DATA EXTRACTS START
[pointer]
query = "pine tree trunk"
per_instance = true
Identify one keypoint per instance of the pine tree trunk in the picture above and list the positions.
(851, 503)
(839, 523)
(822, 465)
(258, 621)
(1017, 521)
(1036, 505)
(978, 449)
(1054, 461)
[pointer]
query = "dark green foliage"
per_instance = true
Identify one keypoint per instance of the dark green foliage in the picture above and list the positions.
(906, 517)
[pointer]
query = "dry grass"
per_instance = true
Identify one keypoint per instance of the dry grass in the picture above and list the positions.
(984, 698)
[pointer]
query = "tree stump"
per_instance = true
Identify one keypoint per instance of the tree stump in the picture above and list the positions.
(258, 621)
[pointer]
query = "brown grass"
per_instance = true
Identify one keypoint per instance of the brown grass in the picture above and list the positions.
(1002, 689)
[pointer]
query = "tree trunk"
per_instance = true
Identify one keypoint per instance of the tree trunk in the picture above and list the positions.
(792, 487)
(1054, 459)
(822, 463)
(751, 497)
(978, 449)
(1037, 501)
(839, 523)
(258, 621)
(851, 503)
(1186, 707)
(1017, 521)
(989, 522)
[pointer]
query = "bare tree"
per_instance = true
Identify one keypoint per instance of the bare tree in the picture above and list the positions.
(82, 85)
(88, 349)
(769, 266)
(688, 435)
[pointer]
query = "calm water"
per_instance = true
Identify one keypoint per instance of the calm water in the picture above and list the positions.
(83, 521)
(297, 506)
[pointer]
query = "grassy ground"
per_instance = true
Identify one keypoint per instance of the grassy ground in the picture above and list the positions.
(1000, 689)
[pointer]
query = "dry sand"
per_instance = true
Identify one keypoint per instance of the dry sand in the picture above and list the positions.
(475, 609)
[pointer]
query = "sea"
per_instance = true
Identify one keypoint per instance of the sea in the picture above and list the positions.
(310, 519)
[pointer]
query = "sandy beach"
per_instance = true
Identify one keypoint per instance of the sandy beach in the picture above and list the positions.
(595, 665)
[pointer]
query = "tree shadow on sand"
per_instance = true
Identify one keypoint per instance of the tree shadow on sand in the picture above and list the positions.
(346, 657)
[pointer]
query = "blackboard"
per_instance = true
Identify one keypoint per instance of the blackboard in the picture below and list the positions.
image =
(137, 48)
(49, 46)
DATA EXTRACTS END
• _DIRECTIONS FOR THIS TASK_: Without leaving out a single line, retype the material above exactly.

• _TASK OUTPUT_:
[pointer]
query = "pine tree trunk"
per_instance = true
Identify one keypoint per instance of the pine tree trunk in the picture above and list the positions.
(851, 503)
(839, 523)
(822, 465)
(258, 621)
(1017, 521)
(1036, 505)
(978, 449)
(1054, 461)
[pointer]
query = "dark green foliage"
per_instance = true
Identify one keypoint per instance of the dark green foliage in the picture above and list the positions.
(906, 517)
[pointer]
query = "dry grass"
per_instance = true
Identify one keypoint per instance of the dry grass in the picture above and list the positions.
(984, 698)
[pointer]
query = "tree stump"
per_instance = true
Identify one keypoint per instance of the tree stump in the picture above and list the positions.
(258, 621)
[pointer]
query = "brown grass"
per_instance = true
Identify one keypoint per instance of the brown grass in the picture above and list the positions.
(1002, 689)
[pointer]
query = "tree trunk"
per_instance = true
Identify one keypoint per instance of the tree trunk in the picture above and list the positions.
(792, 487)
(1054, 459)
(822, 463)
(751, 497)
(978, 449)
(1037, 501)
(839, 523)
(258, 621)
(851, 503)
(1186, 707)
(1017, 521)
(989, 522)
[pointer]
query = "bare tree"
per_instance = true
Identify one keypoint per instance of the bare tree in the picture above and list the positions.
(82, 85)
(88, 349)
(769, 266)
(688, 435)
[pointer]
query = "calm water"
per_instance = true
Identify one keypoint per instance of the calm water in the picture above and list the positions.
(83, 521)
(297, 506)
[pointer]
query = "grassy ground"
per_instance = true
Identify one keypoint per instance of the grassy ground in the picture above and list the positions.
(1000, 689)
[pointer]
query = "dry sand"
per_instance = true
Identify one keypoint per instance of the dry sand in the picture above and list the positions.
(475, 609)
[pointer]
query = "sea"
per_instance = true
Identify one keypoint per instance of the sea in the picture above and list the positions.
(310, 519)
[pointer]
query = "sandy beach"
per_instance = true
Identify one keypoint per instance of the sandy beach in the picture above and list the positions.
(595, 665)
[pointer]
query = "tree shadow on sand"
per_instance = true
Identify one keypoint per instance of the tree shadow on sand in the picture above and list the positions.
(346, 657)
[pointer]
query = "blackboard"
per_instance = true
Identify one keypoint per instance of the blackboard in the picture below and list the positions.
image =
(137, 48)
(49, 46)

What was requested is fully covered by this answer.